EXERCISE PROMPT –
Update the stretch of items from the line containing "# test: pin the picture" through the line containing "point(585, 244)", replacing "chair leg" with "table leg" and leaving everything else unchanged.

PROVIDED DATA –
....

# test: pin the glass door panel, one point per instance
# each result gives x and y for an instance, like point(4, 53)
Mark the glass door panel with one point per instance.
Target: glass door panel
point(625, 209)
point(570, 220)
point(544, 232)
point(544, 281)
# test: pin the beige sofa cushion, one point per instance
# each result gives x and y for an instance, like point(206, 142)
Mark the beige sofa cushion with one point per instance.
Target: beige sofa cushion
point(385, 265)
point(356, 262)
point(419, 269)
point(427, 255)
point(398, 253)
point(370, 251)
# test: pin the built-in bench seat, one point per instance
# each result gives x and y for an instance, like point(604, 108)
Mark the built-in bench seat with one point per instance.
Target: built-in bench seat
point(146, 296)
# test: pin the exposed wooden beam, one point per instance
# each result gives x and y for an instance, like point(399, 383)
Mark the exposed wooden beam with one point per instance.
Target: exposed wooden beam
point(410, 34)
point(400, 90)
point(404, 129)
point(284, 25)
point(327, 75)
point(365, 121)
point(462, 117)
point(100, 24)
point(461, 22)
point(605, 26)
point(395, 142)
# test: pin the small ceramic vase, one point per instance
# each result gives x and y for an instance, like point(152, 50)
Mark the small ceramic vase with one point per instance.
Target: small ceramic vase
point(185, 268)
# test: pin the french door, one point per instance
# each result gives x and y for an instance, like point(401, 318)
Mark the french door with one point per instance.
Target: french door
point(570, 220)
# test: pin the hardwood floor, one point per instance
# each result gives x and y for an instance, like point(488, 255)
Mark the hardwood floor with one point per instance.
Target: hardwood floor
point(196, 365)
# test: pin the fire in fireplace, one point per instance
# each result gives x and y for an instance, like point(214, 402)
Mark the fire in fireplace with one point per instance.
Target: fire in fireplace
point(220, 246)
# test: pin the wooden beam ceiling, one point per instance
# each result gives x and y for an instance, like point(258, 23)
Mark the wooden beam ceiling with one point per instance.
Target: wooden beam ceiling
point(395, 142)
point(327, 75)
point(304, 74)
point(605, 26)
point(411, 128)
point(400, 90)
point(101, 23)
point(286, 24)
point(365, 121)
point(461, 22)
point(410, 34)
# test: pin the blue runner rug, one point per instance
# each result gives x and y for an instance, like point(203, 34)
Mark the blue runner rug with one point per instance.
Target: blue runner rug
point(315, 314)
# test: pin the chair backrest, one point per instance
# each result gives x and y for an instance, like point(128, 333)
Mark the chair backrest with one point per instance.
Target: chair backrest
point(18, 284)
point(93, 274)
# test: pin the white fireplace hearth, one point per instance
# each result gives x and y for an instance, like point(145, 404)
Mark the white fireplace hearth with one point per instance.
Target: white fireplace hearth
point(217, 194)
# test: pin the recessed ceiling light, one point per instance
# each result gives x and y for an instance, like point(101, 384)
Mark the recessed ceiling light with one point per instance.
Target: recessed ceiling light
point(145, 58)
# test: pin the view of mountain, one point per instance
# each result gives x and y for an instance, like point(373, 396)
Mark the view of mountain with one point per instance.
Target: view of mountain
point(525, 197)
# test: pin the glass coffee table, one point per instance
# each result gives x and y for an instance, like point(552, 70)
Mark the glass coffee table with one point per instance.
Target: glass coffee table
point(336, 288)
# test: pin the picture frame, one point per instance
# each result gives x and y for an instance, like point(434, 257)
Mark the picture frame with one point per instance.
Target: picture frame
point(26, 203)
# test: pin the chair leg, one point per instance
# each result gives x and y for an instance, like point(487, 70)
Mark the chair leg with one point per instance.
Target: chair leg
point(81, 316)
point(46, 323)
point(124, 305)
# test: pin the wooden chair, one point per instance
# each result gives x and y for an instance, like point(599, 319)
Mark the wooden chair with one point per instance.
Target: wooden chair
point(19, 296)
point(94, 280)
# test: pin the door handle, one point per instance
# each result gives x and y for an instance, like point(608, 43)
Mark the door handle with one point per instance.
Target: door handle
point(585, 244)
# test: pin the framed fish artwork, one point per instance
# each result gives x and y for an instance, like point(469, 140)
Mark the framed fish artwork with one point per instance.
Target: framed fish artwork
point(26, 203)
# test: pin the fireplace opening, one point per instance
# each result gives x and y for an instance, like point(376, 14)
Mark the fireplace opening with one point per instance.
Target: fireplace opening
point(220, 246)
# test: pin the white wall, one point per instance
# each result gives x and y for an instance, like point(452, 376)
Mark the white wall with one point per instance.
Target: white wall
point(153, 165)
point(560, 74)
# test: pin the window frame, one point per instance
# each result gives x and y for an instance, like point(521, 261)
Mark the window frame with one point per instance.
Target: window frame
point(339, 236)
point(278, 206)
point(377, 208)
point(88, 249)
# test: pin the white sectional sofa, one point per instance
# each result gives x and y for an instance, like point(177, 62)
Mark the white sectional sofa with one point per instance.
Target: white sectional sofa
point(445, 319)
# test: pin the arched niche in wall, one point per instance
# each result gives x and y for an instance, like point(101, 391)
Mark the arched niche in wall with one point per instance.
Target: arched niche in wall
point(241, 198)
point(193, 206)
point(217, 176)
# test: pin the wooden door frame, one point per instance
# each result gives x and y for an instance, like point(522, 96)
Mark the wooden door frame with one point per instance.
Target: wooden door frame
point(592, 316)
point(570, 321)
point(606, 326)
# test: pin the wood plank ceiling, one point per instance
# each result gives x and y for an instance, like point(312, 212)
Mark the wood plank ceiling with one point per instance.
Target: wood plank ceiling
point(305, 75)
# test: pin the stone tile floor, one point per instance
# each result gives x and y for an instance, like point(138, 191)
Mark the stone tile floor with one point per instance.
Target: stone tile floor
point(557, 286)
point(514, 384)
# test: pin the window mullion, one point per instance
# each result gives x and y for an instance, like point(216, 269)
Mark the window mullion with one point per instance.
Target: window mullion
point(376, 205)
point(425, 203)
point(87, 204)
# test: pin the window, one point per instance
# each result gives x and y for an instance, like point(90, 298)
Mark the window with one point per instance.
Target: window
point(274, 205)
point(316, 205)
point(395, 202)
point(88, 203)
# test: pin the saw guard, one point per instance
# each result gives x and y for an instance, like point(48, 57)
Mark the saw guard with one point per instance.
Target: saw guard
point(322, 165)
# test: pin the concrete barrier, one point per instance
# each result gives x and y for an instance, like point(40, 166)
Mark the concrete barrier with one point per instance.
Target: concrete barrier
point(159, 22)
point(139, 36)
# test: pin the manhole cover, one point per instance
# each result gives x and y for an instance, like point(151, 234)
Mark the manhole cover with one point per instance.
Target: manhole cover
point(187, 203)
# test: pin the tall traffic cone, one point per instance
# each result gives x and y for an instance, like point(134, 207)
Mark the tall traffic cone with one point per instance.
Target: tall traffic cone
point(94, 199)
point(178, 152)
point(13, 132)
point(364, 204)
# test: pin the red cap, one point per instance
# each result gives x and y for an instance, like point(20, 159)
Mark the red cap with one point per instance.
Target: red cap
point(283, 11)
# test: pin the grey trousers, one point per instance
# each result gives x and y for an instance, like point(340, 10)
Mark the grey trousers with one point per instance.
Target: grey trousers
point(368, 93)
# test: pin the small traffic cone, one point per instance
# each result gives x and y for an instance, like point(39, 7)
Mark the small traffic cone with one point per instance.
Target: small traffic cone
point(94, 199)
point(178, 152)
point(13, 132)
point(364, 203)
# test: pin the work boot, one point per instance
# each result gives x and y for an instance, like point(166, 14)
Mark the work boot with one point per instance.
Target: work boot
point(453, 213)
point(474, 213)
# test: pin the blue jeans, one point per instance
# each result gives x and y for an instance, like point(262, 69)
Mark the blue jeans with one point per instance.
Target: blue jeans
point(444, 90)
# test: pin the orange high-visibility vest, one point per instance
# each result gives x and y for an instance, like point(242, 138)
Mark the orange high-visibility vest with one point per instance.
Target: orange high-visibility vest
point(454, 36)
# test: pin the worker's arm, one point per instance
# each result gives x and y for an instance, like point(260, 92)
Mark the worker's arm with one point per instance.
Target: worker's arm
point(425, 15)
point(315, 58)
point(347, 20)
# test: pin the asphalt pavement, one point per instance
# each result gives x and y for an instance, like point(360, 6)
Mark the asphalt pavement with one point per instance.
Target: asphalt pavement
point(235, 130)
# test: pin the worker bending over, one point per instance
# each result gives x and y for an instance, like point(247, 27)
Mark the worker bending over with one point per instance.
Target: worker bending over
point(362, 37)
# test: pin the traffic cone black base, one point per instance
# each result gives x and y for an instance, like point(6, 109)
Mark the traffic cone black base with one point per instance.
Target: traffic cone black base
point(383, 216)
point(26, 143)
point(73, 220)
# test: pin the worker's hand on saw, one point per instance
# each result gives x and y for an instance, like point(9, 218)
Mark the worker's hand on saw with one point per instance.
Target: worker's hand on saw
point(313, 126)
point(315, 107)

....

THE SOLUTION –
# test: pin the picture frame, one point per instance
# each result gives x and y for an instance, like point(434, 257)
Mark the picture frame with one point per instance.
Target: picture frame
point(26, 203)
# test: pin the table leg, one point per instance
# each result gives x and y for an instance, like point(487, 70)
Mark the table leg with one point per instance.
Target: table leg
point(81, 316)
point(46, 323)
point(124, 305)
# test: pin the wooden chair, one point per instance
# each result gives x and y for an instance, like point(599, 319)
Mark the wooden chair with one point per instance.
Target: wooden chair
point(19, 296)
point(94, 280)
# test: pin the door handle, one point per instance
# each result gives x and y for an instance, like point(608, 43)
Mark the door handle with one point per instance.
Target: door handle
point(585, 244)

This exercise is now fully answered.